• EXERCISE TEXT
========================================
"The climate is changing much faster than large swathes of our media are telling us, and there is no time to waste," McKay said in a statement. "Oil companies' horrible and destructive disinformation created decades of delay in dealing with climate breakdown. Yellow Dot's goal is to push back, whether that's through in-house videos, or videos for climate orgs and activist groups, to help get people involved and activated at a rapid pace."
"We wanted to highlight the—I think this is the technical term—the boatloads of money that are going into corrupting the system and in turn hurting the climate change movement."
The first sample of Yellow Dot's work is "Big Money."
"It's unregulated, gathers by the billions, causes inaction on the climate crisis, bank collapses, and an unaffordable life for billions of people. It sells itself, but now it has its own commercial. Raise a toast to what made it all possible," the video's YouTube description
reads.
The video, written by McKay, follows an imagined protagonist from their first paper route to a luxurious life as a lawmaker-purchasing, climate change-denying mogul with an "empty, life-sucking, zombie, lamprey" where their heart used to be.
Yellow Dot managing editor Staci Roberts-Steele, who also co-produced the 2021 film
Don't Look Up, told Common Dreams that the studio wanted to focus its first video on the root cause of both the climate emergency and the false information surrounding it.
"For many decades, Big Oil's been pushing the narrative that climate is the fault of the individual, and, even though we should all be doing our part and recycling and things like that, the biggest offender of pollution and production of CO2 are the fossil fuel companies," Roberts-Steele said.
Despite being fully aware of this fact, these companies have made no real effort to reduce their emissions, and continue to push for additional fossil fuel developments like ConocoPhillips'
Willow project in Alaska, she added.
"We wanted to highlight the—I think this is the technical term—the boatloads of money that are going into corrupting the system and in turn hurting the climate change movement," Roberts-Steele told
Common Dreams.
However, not everything Yellow Dot Studios produces will be so "cutting," Roberts-Steele said. The team also plans to signal boost the efforts of organizations doing important but underreported work and run more purely informational videos. For example, next week they plan to release content about how U.S. residents can take advantage of the savings and rebates in the Inflation Reduction Act.
Right now, the studio's goal is to post a video or meme on social media every week for the next five or six months. The team is currently working from a bank of scripts completed before the Writer's Guild of America strike
began May 2. If they run out of content before the strike ends, they will shift to projects that don't require writing like public stunts and other types of climate campaigns.
The nonprofit receives funding from climate philanthropists and donors. Rounding out the team are five-time Emmy-nominated producer Anna Wenger as a second producer, climate scientist and policy adviser Dr. Ayana Johnson as a board member, and activist and advertiser David Fenton as senior adviser.
========================================
• EXERCISE INSTRUCTIONS
• A. According to the Yellow Dot Studios article, on what date did the Writers Guild of America strike begin?
• B. Name every person mentioned in the Yellow Dot Studios article.
• C. Extend the Yellow Dot Studios article past its final sentence.

Saved entries
========================================
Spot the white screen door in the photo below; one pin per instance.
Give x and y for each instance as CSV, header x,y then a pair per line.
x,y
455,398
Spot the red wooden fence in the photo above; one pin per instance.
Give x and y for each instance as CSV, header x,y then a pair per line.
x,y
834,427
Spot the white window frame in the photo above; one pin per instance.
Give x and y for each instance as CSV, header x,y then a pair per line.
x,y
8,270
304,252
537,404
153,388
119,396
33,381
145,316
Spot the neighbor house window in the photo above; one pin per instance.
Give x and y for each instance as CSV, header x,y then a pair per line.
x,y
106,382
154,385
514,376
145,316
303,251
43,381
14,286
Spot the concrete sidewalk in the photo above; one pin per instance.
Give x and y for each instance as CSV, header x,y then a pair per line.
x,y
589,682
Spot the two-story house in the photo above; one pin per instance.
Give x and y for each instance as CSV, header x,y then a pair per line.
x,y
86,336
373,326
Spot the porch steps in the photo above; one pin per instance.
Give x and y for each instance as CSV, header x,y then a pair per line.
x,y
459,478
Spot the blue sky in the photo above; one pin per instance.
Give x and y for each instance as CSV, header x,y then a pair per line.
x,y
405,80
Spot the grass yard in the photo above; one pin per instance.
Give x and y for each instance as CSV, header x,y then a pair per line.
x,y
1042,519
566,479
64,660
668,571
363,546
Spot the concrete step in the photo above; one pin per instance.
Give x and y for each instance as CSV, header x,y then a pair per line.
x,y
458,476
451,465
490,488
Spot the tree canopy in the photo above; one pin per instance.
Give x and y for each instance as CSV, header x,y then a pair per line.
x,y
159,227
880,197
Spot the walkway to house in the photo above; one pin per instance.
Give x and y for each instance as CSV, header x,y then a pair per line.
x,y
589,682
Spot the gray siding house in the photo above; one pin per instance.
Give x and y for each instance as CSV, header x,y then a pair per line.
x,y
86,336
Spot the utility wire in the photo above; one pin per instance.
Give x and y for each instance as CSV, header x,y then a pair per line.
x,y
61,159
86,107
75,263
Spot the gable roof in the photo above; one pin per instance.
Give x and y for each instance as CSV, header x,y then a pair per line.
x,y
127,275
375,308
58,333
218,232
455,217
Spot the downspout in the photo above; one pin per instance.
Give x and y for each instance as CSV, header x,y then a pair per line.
========================================
• WRITTEN RESPONSES
• A. May 2

• B. McKay, Staci Roberts-Steele, Anna Wenger, Dr. Ayana Johnson, David Fenton

• C.
"We just started talking about creating short-form content that could fight disinformation."
Yellow Dot Studios takes its name from two different sources, McKay explained on the website.
"Yellow Dot is the sun, which thanks to the heat-trapping pollution from burning fossil fuels, is a part of the problem… and also a major part of the solution," he wrote. "It is a yellow light about to turn red."
Roberts-Steele said that the yellow light sends a signal to "slow down."
McKay and Roberts-Steele first became aware of the effectiveness of short-form video messaging when they ran a campaign of climate information videos for Netflix alongside
Don't Look Up. Then, in September 2022, they worked together on a viral spoof Chevron ad.
"We put that out and got 5 million views overnight," Roberts-Steele told
Common Dreams. "And we just started talking about creating short-form content that could fight disinformation."
The response to their latest venture has been "really great," Roberts-Steele said.
"We've heard from people, kind of, of all political backgrounds—or at least a good cross section—that are just happy that we're calling out Big Oil money," she said.
There were also plenty of responses from people who just found it funny.
While the humor in McKay and Robert-Steele's climate projects can edge toward the cynical at times, Robert-Steele says she does have hope for the future. This hope comes partly from knowing that solutions do exist and partly from watching the younger generation.
"I have a five-year-old daughter, and she was just learning about Earth Day last month," Roberts-Steele said, "and she came home from school and was like, 'We need to get all this bad stuff out of the air so we can save Mother Earth.' And I'm like, 'Yeah, that's kind of the idea!'"
That sense of optimism extends to the future of Yellow Dot Studios itself, namely, that it will soon no longer be needed.
"I hope I don't have a job in a couple of years because I can move on to something else because we've figured this out," she said.